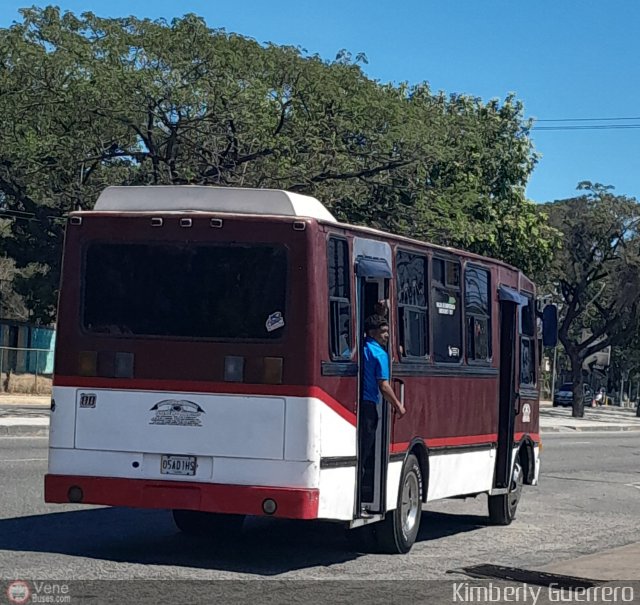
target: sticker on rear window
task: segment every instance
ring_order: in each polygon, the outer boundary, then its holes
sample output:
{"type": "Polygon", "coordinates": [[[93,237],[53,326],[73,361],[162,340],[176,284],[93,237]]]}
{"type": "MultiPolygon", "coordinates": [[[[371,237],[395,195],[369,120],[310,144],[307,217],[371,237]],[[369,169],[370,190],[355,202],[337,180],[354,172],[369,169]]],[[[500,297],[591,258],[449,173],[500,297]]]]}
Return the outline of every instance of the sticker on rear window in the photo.
{"type": "Polygon", "coordinates": [[[273,332],[278,328],[284,328],[284,317],[282,317],[282,312],[276,311],[269,315],[269,317],[267,317],[265,327],[267,328],[267,332],[273,332]]]}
—————
* **Your goal**: Output each record verbatim and leave out its pictures.

* **Response to the task**:
target: sticker on rear window
task: segment every instance
ring_order: in each polygon, the outer boundary, then its holes
sample output:
{"type": "Polygon", "coordinates": [[[93,237],[53,326],[73,361],[162,340],[176,284],[93,237]]]}
{"type": "MultiPolygon", "coordinates": [[[[371,237],[395,195],[369,120],[310,144],[307,217],[371,237]],[[369,169],[370,190],[355,202],[337,180],[354,172],[369,169]]],[[[500,297],[591,258],[449,173],[500,297]]]]}
Return the outline of every instance of the sticker on rear window in the photo.
{"type": "Polygon", "coordinates": [[[273,332],[278,328],[284,328],[284,317],[282,317],[282,312],[276,311],[269,315],[269,317],[267,317],[265,327],[267,328],[267,332],[273,332]]]}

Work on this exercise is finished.